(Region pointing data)
[Start of section]
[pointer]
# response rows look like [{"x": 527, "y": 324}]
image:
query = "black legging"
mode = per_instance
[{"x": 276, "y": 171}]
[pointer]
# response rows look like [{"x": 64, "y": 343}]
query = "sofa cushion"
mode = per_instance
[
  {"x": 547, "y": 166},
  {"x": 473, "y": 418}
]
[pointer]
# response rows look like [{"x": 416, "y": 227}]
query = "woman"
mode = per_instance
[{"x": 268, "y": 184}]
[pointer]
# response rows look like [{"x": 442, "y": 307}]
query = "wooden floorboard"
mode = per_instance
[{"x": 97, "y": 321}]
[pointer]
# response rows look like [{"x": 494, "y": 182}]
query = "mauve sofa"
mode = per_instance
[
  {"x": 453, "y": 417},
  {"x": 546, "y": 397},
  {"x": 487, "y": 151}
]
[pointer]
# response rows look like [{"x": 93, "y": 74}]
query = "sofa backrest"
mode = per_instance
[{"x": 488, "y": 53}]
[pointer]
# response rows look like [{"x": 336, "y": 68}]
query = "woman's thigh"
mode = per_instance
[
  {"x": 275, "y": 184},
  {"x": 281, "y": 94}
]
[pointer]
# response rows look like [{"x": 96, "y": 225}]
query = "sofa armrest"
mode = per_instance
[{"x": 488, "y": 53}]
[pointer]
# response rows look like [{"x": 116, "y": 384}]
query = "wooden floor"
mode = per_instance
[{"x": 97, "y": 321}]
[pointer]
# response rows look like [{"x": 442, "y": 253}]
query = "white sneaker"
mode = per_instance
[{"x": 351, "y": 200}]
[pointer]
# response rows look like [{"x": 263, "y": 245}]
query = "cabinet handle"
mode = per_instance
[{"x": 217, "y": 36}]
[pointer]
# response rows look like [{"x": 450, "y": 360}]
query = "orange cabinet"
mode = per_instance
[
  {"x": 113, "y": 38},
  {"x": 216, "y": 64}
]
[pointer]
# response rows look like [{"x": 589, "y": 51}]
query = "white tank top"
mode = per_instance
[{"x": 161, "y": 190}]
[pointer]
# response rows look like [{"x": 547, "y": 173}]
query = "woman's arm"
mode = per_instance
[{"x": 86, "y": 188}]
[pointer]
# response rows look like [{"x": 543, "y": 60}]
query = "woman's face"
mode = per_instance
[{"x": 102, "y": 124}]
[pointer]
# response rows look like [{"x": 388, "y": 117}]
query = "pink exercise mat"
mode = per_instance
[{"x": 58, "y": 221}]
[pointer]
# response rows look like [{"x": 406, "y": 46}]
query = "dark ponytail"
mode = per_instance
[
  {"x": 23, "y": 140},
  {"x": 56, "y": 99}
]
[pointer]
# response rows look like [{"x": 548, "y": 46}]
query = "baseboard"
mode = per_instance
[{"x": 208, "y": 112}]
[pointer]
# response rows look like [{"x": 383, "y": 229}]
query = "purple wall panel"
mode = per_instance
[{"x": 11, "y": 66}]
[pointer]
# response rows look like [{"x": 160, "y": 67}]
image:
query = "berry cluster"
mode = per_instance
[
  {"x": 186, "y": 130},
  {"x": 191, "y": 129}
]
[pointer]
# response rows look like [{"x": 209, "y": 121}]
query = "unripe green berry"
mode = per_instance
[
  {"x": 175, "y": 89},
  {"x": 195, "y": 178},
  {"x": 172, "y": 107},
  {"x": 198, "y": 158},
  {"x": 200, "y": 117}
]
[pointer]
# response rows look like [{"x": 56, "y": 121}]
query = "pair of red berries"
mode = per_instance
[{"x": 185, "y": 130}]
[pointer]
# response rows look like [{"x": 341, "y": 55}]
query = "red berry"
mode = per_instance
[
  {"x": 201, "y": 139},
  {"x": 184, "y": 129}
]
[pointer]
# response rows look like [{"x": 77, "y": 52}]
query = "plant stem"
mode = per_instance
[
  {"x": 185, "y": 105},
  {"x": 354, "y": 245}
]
[End of section]
[Start of section]
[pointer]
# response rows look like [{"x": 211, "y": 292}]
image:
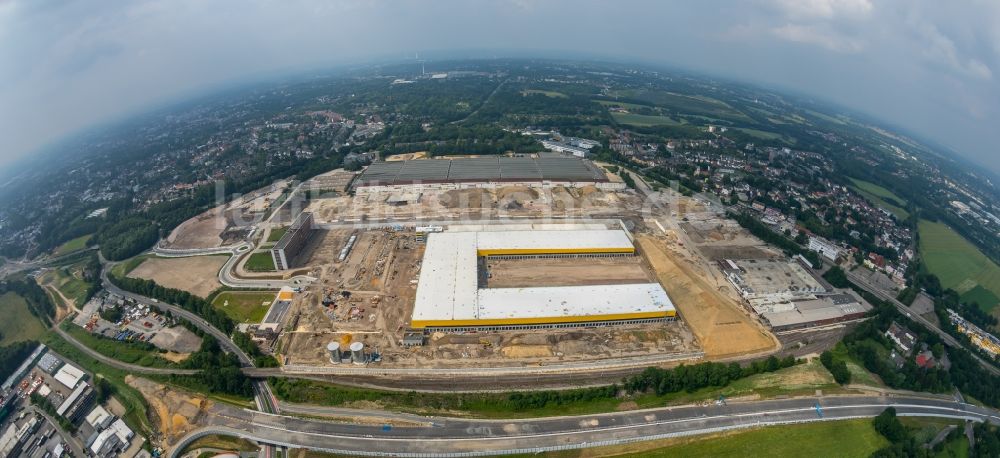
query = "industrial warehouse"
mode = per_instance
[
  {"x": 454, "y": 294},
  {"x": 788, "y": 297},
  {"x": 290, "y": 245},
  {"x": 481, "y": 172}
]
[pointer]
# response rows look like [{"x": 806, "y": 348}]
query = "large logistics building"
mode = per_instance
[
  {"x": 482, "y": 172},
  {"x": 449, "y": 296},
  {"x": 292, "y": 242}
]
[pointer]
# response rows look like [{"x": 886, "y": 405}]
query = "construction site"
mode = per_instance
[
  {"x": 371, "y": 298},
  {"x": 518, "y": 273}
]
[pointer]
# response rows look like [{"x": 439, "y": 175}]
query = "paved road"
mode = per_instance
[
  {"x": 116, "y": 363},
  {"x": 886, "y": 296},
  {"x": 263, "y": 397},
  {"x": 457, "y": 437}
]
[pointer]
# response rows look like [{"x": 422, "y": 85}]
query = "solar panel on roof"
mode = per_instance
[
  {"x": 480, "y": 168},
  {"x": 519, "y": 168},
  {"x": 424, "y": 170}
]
[End of section]
[Start of section]
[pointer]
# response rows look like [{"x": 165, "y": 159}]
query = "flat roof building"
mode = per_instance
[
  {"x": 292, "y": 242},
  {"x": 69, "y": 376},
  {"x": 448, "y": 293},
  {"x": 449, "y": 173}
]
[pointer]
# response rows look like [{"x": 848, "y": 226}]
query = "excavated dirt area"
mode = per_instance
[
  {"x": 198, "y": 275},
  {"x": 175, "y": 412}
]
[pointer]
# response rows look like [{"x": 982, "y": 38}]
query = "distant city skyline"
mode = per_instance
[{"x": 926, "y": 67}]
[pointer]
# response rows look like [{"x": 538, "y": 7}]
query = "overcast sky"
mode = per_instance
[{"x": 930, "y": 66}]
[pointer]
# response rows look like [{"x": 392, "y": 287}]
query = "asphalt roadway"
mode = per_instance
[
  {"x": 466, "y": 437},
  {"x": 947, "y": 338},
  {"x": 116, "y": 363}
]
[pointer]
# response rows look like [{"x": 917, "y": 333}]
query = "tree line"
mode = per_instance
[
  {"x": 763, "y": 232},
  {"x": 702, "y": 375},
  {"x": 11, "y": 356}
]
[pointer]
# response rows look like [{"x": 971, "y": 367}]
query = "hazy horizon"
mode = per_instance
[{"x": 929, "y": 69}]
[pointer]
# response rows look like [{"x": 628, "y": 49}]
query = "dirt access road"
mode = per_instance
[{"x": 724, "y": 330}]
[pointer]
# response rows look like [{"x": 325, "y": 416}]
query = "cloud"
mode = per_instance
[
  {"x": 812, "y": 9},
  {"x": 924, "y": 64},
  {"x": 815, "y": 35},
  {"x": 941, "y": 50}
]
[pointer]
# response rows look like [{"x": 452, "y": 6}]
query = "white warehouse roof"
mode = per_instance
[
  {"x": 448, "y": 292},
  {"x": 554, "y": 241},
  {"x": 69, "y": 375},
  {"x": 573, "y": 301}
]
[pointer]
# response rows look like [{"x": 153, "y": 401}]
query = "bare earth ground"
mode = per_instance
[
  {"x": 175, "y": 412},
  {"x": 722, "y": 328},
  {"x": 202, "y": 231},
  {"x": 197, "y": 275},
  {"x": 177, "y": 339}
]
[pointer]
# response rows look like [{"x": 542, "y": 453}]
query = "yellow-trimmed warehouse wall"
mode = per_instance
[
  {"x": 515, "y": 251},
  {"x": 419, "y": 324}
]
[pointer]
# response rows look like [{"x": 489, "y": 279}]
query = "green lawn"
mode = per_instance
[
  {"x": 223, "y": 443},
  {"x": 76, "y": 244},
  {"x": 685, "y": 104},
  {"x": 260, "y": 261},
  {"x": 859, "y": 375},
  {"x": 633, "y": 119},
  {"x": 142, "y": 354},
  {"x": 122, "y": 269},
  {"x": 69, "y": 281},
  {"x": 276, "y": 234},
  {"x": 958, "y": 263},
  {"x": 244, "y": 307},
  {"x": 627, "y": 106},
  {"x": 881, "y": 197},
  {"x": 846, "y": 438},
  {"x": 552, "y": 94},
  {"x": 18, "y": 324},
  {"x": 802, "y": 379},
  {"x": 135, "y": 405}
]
[End of section]
● **Exercise aim**
Find every line in the records above that contains the word "dirt", and copy each one.

● **Solution to this task**
query = "excavated dirt area"
query = "dirt access road"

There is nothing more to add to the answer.